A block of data
——
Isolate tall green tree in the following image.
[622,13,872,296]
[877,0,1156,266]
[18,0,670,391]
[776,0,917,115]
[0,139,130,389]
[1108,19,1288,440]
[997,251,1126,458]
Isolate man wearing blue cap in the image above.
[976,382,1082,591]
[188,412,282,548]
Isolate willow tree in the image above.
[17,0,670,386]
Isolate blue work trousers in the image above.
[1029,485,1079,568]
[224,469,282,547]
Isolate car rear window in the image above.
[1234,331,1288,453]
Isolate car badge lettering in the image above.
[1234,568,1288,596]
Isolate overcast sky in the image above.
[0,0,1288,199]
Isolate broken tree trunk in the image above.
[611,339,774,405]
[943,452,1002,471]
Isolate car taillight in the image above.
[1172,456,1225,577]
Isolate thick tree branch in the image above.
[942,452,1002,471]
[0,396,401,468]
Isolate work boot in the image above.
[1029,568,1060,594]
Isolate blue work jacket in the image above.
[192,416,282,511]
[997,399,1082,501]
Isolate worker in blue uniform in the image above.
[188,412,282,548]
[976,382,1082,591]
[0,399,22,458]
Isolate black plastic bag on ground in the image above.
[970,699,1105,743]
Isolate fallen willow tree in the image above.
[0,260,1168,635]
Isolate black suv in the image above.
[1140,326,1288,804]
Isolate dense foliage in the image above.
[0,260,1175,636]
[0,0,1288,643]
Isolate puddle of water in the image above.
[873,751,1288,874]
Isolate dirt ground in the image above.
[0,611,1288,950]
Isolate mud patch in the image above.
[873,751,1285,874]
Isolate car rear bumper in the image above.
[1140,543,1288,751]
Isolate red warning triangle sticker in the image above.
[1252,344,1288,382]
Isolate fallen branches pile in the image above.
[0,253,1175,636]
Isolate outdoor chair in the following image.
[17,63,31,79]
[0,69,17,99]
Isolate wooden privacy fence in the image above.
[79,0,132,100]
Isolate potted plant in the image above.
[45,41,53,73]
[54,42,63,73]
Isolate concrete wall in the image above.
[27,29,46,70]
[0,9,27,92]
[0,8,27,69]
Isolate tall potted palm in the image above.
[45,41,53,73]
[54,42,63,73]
——
> [TO BE DONE] Scale the items from the line containing "Isolate black suv in the image above." to the line containing "[1140,543,1288,751]", both included, and reproduce every line in that span, requests too. Multiply each bounding-box coordinate by 0.45 and round to a whole number, rounding halves up.

> [WRITTEN RESPONSE]
Isolate black suv in the image above.
[513,147,580,362]
Isolate dense foliage in the image above.
[0,117,529,286]
[0,0,580,289]
Isolate puddle of water in the image above.
[393,338,580,393]
Isolate dirt ground in the image above.
[0,275,580,428]
Isolate mud patch in the image above.
[393,338,578,393]
Isolate car rear bumper in the image above.
[513,244,580,338]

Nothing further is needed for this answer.